→ **Work required**
Extract every line of the listing below that contains the string "woods", copying each line in full.

** begin Supplied information **

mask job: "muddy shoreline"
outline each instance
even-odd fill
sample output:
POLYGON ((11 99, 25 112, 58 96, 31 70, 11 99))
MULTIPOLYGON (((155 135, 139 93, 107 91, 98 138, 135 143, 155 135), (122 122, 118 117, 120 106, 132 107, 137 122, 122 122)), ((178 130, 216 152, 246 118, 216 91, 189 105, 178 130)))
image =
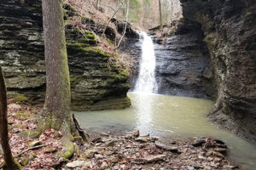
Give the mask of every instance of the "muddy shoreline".
MULTIPOLYGON (((75 138, 75 153, 68 159, 58 156, 61 134, 47 129, 38 137, 35 117, 40 107, 10 103, 9 126, 14 155, 37 146, 16 159, 23 169, 243 169, 226 156, 229 146, 212 138, 160 140, 139 131, 131 134, 90 132, 90 144, 75 138), (39 147, 38 147, 39 146, 39 147)), ((0 164, 3 162, 0 150, 0 164)))

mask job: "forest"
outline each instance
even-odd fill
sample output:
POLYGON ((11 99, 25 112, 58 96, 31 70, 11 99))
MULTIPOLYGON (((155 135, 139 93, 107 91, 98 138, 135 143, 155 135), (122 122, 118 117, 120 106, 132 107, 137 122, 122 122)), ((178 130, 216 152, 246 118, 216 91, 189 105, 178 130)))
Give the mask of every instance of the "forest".
POLYGON ((256 167, 254 0, 1 0, 0 169, 256 167))

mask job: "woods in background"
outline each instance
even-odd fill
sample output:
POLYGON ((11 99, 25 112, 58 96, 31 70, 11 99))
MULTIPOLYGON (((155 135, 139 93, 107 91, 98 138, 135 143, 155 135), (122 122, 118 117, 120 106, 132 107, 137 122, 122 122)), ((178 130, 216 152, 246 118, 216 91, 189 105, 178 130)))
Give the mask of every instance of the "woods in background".
MULTIPOLYGON (((125 3, 124 3, 122 0, 97 0, 95 5, 96 8, 112 15, 119 6, 124 3, 115 14, 115 18, 125 20, 127 14, 125 3)), ((178 0, 130 0, 129 21, 140 29, 149 29, 160 26, 160 23, 169 24, 181 15, 182 8, 178 0)))

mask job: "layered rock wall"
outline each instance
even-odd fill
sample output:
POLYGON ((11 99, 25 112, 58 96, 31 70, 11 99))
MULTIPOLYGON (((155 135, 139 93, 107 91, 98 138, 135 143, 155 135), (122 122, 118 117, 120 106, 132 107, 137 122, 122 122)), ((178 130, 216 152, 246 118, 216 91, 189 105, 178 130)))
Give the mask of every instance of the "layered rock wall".
POLYGON ((159 94, 214 98, 211 57, 199 24, 181 20, 172 32, 154 41, 159 94))
MULTIPOLYGON (((68 20, 66 20, 68 23, 68 20)), ((0 65, 9 98, 44 102, 45 66, 40 1, 0 1, 0 65)), ((128 75, 97 48, 93 32, 67 25, 72 108, 121 109, 130 105, 128 75)))
POLYGON ((184 18, 201 26, 218 100, 210 117, 256 142, 256 3, 181 0, 184 18))

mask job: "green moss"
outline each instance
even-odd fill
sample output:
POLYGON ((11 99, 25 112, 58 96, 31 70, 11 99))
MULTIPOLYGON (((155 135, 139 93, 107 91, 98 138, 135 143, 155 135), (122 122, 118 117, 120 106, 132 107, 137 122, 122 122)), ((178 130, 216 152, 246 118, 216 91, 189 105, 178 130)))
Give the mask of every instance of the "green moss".
POLYGON ((72 142, 70 142, 68 145, 66 145, 64 147, 67 149, 63 151, 63 153, 61 156, 64 160, 70 160, 74 153, 74 145, 72 142))
POLYGON ((25 130, 18 133, 17 134, 24 138, 36 139, 41 134, 41 132, 36 129, 25 130))
POLYGON ((22 94, 18 94, 15 97, 14 97, 14 102, 15 103, 20 104, 20 103, 26 102, 27 100, 28 100, 27 98, 22 94))
POLYGON ((20 165, 26 166, 26 165, 27 165, 28 162, 29 162, 28 157, 24 157, 24 158, 22 159, 22 161, 20 162, 20 165))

** end Supplied information **

→ **Solution**
mask job: "woods in background"
Give the mask of every instance of the "woods in background".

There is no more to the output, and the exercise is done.